Records pointing to named objects
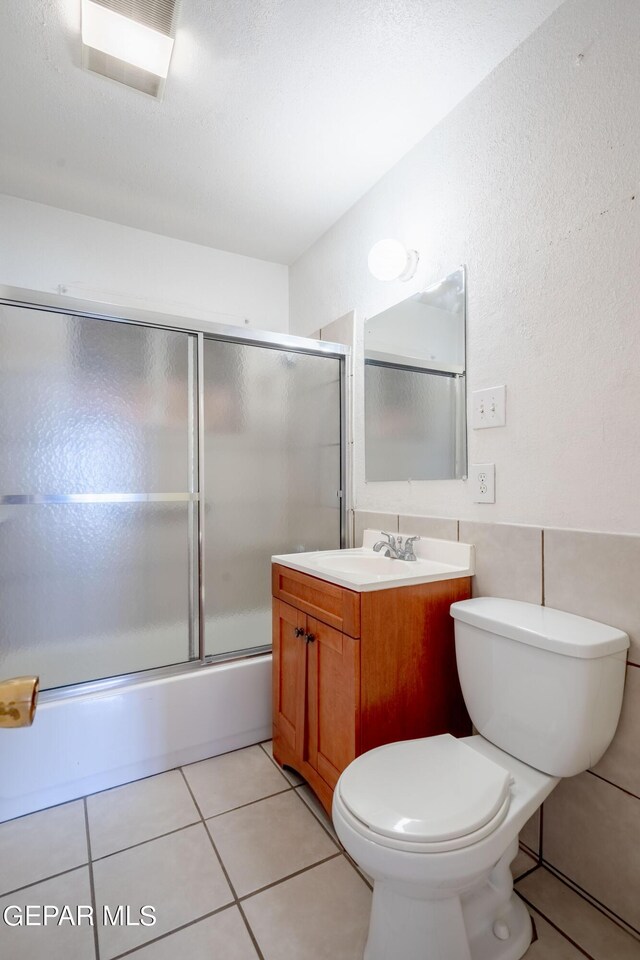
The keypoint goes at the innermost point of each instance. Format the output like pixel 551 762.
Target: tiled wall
pixel 589 830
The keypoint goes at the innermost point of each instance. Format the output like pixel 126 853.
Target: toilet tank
pixel 543 685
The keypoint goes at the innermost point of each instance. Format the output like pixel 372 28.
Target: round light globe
pixel 390 260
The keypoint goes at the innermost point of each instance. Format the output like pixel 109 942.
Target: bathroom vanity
pixel 363 653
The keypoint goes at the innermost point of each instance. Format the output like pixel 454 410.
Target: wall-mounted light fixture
pixel 129 42
pixel 390 260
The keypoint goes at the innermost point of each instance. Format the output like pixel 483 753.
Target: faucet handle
pixel 409 553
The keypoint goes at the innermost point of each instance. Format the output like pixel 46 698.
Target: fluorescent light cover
pixel 125 39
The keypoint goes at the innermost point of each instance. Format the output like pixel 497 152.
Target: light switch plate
pixel 482 477
pixel 488 407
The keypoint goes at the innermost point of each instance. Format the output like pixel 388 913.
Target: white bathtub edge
pixel 86 744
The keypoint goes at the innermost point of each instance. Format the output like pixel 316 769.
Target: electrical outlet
pixel 483 482
pixel 488 407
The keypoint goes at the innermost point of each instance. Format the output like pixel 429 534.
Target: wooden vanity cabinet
pixel 354 670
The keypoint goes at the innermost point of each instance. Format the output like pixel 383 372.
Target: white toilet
pixel 435 822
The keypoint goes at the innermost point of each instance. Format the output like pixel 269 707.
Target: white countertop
pixel 362 569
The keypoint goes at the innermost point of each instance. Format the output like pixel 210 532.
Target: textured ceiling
pixel 278 114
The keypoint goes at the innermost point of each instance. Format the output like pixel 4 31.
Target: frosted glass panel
pixel 410 424
pixel 92 406
pixel 93 590
pixel 272 475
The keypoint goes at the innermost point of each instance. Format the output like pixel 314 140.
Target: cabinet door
pixel 333 699
pixel 289 675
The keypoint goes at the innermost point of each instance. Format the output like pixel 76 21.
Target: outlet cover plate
pixel 488 407
pixel 482 477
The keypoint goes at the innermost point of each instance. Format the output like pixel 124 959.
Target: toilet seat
pixel 429 795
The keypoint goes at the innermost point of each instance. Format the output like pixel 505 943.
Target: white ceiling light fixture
pixel 129 40
pixel 390 260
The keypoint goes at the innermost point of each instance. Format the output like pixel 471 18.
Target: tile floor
pixel 240 863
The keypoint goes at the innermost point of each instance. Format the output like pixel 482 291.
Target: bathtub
pixel 84 743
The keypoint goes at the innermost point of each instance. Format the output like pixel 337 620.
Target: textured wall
pixel 44 248
pixel 534 183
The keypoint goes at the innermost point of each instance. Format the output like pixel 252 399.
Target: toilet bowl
pixel 435 822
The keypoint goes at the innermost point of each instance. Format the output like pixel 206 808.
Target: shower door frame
pixel 201 330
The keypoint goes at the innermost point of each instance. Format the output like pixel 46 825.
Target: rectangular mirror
pixel 414 386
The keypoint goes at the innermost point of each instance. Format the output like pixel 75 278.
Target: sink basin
pixel 362 569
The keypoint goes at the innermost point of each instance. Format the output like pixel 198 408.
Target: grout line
pixel 141 843
pixel 249 803
pixel 316 817
pixel 592 901
pixel 252 935
pixel 527 873
pixel 91 880
pixel 612 784
pixel 357 869
pixel 556 927
pixel 53 876
pixel 168 933
pixel 225 873
pixel 290 876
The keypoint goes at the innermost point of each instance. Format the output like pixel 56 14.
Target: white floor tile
pixel 221 937
pixel 266 841
pixel 139 811
pixel 322 913
pixel 228 781
pixel 42 844
pixel 179 875
pixel 51 942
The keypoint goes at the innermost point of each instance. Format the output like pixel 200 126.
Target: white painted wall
pixel 56 251
pixel 533 182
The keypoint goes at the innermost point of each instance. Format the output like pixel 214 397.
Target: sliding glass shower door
pixel 272 478
pixel 97 489
pixel 148 474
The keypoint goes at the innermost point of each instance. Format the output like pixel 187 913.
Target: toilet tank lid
pixel 544 627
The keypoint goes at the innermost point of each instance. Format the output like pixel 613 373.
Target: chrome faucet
pixel 394 547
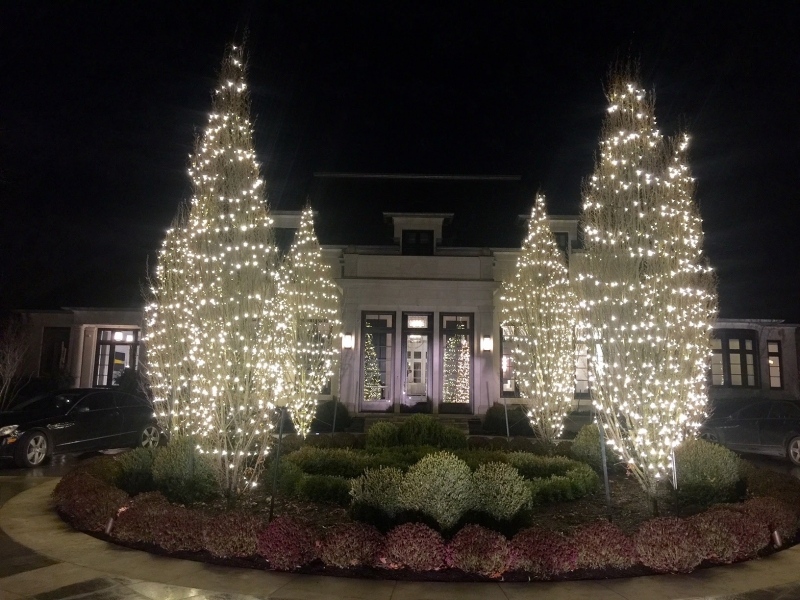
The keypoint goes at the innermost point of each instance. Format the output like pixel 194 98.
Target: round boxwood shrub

■ What to produce ■
Quote every line of the records above word for word, leaving the pictures out.

■ Result of the exercise ■
The keypoint goes at the innermost point of each instance. Format the output like pixel 551 762.
Target: tiled wall
pixel 589 830
The keypoint goes at the innermost point of each instance. Format the output like pixel 126 853.
Target: toilet tank
pixel 543 685
The keypoint goes at the innermost point of each instance. Format the output like pixel 372 28.
Target: round light globe
pixel 390 260
The keypoint goes at the innermost point of each instance. Format the output like pixel 109 942.
Target: bathroom vanity
pixel 363 653
The keypoint goes at the innermost point of each instance. Format the output like pixel 454 410.
Target: wall-mounted light fixture
pixel 129 42
pixel 390 260
The keypoint goes at the innermost point of each instance. Format the output like pixel 483 753.
Target: faucet handle
pixel 409 553
The keypoint goes at the innermost point of each instance. Format the output like pixel 46 698.
Target: fluorescent light cover
pixel 125 39
The keypoint goes at the innermost point of each instance. Format the output like pixel 497 152.
Target: light switch plate
pixel 482 477
pixel 488 407
The keypoint goes at the innermost point of each instance. Format the output like pixel 388 913.
Target: white bathtub edge
pixel 86 744
The keypoint goes at the innermost point of each instance. Format the output like pixel 316 769.
Target: electrical outlet
pixel 483 482
pixel 488 407
The keypoint goes at the innermost point of each instance. Format the output like pixel 429 534.
Target: wooden vanity cabinet
pixel 354 670
The keypoint goes at the innermost point of each instance. Format the output like pixel 383 372.
Target: white toilet
pixel 435 822
The keypoint goes at the innermost point of each instance. Format the output like pixel 269 707.
Target: white countertop
pixel 362 569
The keypoint goes at the innermost point of each instance. Format the output like pixel 210 532.
Target: textured ceiling
pixel 278 114
The keypoint goes at the innermost point of each instance. Format the output like pixel 4 31.
Target: frosted glass panel
pixel 410 424
pixel 92 406
pixel 93 590
pixel 272 475
The keypoint goes at the innermost point of each instance. Format the output like pixel 314 140.
Target: cabinet door
pixel 333 699
pixel 289 675
The keypoint goes at the innermost point of each instance. Format the output like pixel 76 21.
Target: outlet cover plate
pixel 488 407
pixel 482 477
The keypoint goes at the innermost point of each instance. Format the output like pixel 124 959.
Target: toilet seat
pixel 429 795
The keypoint goes at the innermost point of each instance. Format the output like pixel 505 943.
Target: white ceiling light fixture
pixel 129 40
pixel 390 260
The keypoint goes at the innermost point of each instance. Format the output like pixel 471 18.
Target: tile floor
pixel 240 863
The keypoint goes at the innermost point of each instance. Format the output like pixel 482 291.
Target: bathtub
pixel 84 743
The keypoint goes at the innermost point of each instance. Format the output like pixel 337 620.
Target: textured wall
pixel 44 248
pixel 534 183
The keypoint goes at the innermost point of each instance. Format the output like pixel 252 399.
Target: toilet bowl
pixel 435 822
The keypoint goes at the innermost point of each instance. Format the output like pixel 206 808.
Target: shower door frame
pixel 201 330
The keypoint goes at the innermost point of each instance. Format the output like pixel 46 825.
Target: rectangular mirror
pixel 414 386
The keypoint goes at the innermost point of each instance. Format the output like pixel 75 278.
Target: sink basin
pixel 362 569
The keypoint goes at the innermost point of each instance. Format the output like pixel 198 408.
Target: grout line
pixel 141 843
pixel 249 803
pixel 316 817
pixel 592 901
pixel 252 935
pixel 527 873
pixel 91 880
pixel 612 784
pixel 357 869
pixel 556 927
pixel 53 876
pixel 168 933
pixel 225 873
pixel 290 876
The keypoint goes at the innermost point of each instance. Format the output like pixel 56 14.
Target: white floor tile
pixel 221 937
pixel 266 841
pixel 139 811
pixel 322 913
pixel 228 781
pixel 42 844
pixel 179 875
pixel 51 942
The keypoint goes at the innermost point of each instance. Format the output like pixel 200 126.
Target: white painted wall
pixel 56 251
pixel 533 182
The keypoint goes at the innermost point of each instance. Format the output like pixel 214 397.
Target: sliding glass shower door
pixel 272 478
pixel 97 489
pixel 148 474
The keypoint goes at the innermost point of each instance. Format the output like pixel 187 913.
Target: toilet tank lid
pixel 544 627
The keypoint goes at the innermost point of each instance. Format the output like pixel 613 373.
Target: chrome faucet
pixel 394 547
The keypoint goes at the innermost point of each instance. Format the output like pixel 194 98.
Target: round boxwood shrub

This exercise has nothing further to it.